* [Exercise brief] Please list every duration given in milliseconds in the passage on postdictions, in the order they appear.

Excerpted passage section start

Short-lasting postdictions are less of a problem for local recurrent theory, because it takes more time for the recurrent processing to spin up.  (The paper has a quick but fascinating discussion of the time it takes for information to get from the retina to the cortex and then to various regions, along with citations I may have to check out.)

It’s the long-lasting postdictions that are a problem for local recurrence.  The paper discusses images of pairs of vernier lines that are shown to test subjects.  The images are in various positions, changing every 50 ms or so across a period of 170-450 ms, resulting in a perception of the lines moving.

There are variations where one of the vernier lines are skewed slightly, but only on the first image, resulting in the subject perceiving the skew for the entire moving sequence, even though the verniers in the later images are aligned.  Another variation has two images, one early in the sequence and one toward the end, skewed in opposite directions, resulting in the two skewed images being averaged together and the averaged shape being perceived throughout the sequence.

The main takeaway is that the conscious perception of the sequence appears to be formed after the sequence.  Given the relatively lengthy sequence time of up to 450 ms, this is thought to exceed the time it takes for local recurrent processing to happen, and bleeds over into the ignition of global processing, representing a challenge for local recurrent theory.

Excerpted passage section end
Given entries section start

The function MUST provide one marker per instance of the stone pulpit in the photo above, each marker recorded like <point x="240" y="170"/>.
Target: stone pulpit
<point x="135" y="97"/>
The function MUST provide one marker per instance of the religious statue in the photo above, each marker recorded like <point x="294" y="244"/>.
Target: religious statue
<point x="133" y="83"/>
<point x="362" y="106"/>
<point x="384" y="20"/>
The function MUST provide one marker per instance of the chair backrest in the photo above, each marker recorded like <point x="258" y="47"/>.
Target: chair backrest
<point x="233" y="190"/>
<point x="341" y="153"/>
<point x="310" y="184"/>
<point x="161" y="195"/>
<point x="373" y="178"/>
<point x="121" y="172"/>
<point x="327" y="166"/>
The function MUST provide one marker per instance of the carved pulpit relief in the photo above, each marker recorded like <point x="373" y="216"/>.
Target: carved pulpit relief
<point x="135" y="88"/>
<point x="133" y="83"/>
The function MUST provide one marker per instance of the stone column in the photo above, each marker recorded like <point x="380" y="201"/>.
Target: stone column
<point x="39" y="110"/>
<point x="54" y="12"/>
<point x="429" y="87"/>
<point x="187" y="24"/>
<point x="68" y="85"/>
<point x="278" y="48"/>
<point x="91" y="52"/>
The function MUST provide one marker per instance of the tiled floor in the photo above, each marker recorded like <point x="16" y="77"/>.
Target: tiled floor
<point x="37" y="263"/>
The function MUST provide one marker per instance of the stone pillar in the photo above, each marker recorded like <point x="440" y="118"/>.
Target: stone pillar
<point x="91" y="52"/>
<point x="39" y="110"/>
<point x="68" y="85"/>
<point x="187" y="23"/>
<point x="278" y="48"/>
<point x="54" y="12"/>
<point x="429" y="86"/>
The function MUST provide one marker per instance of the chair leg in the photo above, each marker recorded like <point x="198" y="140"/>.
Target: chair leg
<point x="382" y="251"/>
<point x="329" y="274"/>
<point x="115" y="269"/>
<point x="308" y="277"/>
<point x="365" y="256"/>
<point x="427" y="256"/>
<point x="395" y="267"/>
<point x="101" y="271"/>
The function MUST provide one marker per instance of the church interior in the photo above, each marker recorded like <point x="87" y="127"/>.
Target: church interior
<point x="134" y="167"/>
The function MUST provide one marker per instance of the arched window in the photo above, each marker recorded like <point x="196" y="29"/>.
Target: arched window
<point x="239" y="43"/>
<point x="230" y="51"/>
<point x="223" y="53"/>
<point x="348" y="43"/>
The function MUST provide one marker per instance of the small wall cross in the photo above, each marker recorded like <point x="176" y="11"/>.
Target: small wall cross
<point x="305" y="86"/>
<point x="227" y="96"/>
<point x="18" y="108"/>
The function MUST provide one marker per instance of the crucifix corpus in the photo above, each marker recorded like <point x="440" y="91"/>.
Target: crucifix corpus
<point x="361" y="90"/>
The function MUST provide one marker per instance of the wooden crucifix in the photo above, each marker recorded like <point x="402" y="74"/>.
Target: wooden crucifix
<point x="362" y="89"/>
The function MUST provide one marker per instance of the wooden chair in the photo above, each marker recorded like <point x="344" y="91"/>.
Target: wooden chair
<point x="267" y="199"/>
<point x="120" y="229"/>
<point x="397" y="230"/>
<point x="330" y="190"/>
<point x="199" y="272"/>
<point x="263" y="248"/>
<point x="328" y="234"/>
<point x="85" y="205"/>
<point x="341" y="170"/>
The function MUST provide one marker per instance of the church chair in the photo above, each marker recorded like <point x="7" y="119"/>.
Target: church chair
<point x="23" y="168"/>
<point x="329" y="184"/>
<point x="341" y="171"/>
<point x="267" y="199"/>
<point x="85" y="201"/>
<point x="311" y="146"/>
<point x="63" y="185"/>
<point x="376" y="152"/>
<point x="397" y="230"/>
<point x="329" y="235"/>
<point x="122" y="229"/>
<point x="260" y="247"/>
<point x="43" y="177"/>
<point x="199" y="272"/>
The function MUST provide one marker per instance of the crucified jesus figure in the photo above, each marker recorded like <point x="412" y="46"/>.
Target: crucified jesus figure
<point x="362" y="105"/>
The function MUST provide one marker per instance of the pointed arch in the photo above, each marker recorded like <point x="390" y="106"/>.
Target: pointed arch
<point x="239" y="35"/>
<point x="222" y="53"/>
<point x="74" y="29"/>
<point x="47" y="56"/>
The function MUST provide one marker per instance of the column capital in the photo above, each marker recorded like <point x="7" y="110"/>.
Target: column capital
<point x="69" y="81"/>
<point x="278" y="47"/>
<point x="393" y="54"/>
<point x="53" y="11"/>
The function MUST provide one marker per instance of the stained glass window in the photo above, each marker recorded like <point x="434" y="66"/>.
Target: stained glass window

Given entries section end
Given entries section start

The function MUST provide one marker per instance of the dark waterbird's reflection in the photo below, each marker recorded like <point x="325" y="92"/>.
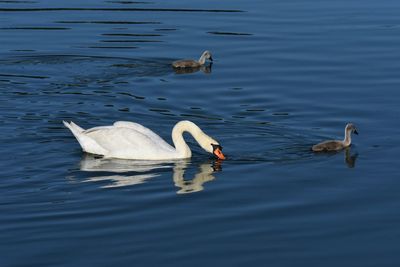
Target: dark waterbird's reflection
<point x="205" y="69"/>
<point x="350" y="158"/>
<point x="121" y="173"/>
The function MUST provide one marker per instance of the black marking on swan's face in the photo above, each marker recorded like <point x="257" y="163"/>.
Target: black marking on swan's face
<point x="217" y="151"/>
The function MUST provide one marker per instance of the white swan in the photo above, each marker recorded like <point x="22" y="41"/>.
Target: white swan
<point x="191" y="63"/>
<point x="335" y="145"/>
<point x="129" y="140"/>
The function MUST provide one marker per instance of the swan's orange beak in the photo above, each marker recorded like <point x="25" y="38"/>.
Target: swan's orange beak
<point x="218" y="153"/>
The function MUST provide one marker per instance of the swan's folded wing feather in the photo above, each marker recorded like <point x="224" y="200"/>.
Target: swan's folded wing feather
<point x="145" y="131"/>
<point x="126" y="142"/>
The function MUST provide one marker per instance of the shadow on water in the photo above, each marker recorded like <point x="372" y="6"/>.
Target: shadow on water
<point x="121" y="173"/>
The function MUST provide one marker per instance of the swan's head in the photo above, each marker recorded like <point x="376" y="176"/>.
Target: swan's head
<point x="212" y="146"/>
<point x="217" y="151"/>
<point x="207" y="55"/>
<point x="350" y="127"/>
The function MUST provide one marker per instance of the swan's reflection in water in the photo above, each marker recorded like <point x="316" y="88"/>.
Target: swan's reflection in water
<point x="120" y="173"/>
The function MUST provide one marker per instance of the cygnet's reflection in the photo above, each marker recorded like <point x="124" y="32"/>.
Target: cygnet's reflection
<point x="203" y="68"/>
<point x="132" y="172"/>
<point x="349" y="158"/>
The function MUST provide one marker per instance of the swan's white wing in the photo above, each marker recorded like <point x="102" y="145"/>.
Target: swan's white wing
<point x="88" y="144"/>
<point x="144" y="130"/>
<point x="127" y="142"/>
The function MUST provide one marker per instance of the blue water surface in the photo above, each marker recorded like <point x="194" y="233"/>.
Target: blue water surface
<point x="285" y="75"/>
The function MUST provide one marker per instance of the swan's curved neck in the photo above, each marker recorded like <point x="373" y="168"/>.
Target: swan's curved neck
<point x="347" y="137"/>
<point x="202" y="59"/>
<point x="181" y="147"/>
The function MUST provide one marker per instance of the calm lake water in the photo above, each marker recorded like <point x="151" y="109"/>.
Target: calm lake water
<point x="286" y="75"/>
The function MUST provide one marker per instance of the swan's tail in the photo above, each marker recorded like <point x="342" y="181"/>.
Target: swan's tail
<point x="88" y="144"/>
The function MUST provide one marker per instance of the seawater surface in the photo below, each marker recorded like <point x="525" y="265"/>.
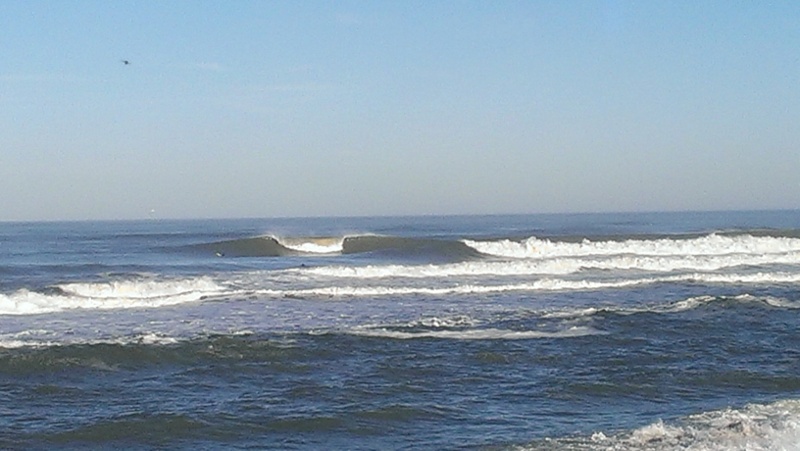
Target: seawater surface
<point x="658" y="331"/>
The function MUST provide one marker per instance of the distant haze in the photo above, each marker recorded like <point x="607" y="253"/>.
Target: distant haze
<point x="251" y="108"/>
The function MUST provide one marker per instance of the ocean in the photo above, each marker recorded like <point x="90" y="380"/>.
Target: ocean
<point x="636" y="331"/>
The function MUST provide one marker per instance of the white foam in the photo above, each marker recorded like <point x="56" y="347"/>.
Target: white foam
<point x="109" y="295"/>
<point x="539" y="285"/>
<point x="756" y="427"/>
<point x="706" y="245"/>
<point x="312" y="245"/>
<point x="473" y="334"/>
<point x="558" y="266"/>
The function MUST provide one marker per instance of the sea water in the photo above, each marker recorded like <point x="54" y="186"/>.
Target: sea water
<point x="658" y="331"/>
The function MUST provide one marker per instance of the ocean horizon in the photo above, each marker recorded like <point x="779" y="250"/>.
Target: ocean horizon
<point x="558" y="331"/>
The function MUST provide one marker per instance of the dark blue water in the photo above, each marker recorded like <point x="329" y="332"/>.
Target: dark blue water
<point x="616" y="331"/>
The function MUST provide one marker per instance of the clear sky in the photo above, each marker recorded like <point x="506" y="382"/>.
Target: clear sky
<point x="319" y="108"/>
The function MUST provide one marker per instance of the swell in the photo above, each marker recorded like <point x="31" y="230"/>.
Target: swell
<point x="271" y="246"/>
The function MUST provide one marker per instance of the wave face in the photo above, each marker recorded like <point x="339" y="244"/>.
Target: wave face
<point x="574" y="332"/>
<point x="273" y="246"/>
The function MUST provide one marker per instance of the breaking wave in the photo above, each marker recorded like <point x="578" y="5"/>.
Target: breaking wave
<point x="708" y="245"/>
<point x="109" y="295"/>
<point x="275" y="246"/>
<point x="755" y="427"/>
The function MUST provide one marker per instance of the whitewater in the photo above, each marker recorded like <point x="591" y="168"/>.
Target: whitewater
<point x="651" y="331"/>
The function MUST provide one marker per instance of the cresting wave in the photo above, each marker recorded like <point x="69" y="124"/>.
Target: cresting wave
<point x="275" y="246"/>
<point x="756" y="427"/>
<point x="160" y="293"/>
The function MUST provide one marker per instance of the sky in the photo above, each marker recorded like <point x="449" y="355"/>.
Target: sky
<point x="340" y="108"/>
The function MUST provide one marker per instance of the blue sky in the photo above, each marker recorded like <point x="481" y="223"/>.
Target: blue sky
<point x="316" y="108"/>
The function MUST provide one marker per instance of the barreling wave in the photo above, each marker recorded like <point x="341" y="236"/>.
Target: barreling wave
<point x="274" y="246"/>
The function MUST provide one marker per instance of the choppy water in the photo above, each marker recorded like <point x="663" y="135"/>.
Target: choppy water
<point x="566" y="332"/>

Given entries section end
Given entries section start

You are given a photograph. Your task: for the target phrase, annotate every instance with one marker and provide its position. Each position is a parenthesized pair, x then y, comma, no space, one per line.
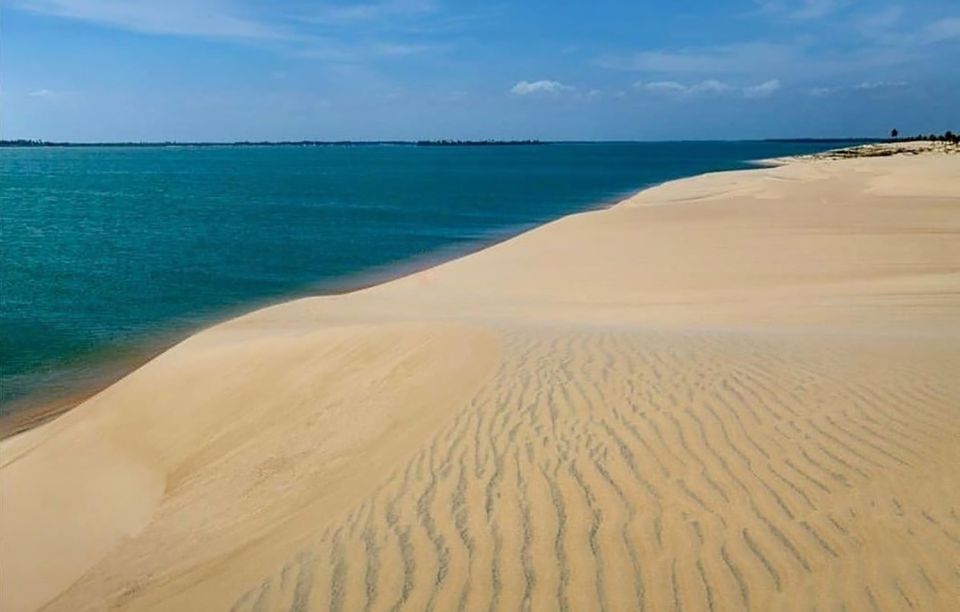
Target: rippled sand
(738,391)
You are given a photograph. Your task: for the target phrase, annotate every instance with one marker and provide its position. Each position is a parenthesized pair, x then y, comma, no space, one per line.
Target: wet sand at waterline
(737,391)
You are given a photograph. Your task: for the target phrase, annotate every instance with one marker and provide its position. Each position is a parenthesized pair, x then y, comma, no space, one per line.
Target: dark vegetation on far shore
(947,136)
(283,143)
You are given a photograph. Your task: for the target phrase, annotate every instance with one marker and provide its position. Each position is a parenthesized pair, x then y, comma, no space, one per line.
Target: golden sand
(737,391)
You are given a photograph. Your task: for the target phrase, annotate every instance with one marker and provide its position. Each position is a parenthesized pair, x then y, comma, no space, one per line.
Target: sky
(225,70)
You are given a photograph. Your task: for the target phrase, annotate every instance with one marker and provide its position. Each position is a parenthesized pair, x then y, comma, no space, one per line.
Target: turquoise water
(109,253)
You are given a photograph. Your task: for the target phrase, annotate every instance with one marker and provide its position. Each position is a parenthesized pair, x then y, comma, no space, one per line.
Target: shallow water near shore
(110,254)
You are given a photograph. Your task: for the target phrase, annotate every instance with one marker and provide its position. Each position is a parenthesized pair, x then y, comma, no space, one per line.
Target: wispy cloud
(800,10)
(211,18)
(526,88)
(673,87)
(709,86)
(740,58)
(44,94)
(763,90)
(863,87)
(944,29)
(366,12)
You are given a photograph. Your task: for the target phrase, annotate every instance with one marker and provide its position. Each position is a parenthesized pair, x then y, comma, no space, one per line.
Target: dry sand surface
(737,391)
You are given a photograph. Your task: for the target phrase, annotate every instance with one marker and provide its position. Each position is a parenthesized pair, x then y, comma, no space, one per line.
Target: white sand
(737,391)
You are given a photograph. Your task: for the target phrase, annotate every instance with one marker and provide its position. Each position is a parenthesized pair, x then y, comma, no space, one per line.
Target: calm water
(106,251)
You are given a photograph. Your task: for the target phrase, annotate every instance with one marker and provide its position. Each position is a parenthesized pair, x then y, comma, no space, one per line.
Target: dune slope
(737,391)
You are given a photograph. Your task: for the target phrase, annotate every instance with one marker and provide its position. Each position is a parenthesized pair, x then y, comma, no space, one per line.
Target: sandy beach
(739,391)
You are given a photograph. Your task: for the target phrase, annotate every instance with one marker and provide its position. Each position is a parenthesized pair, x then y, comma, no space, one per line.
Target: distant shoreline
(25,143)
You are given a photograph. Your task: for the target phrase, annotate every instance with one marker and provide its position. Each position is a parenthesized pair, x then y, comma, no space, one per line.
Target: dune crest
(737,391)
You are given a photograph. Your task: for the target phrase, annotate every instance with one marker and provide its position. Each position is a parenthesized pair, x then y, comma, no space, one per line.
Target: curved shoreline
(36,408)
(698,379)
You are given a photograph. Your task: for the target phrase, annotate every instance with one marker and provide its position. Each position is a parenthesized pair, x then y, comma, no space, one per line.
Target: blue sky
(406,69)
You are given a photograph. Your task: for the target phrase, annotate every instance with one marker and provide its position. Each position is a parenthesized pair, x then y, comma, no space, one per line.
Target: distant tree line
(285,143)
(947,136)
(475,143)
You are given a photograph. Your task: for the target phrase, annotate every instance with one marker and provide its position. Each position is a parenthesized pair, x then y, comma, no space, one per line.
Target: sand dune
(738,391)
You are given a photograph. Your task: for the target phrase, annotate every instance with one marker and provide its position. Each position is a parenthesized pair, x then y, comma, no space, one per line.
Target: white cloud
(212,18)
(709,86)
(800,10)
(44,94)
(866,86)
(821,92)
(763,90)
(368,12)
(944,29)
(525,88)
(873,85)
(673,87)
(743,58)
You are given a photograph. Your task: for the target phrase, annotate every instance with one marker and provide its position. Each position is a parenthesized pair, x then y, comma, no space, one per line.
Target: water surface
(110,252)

Given entries section end

* [Written answer]
50 ms
170-450 ms
450 ms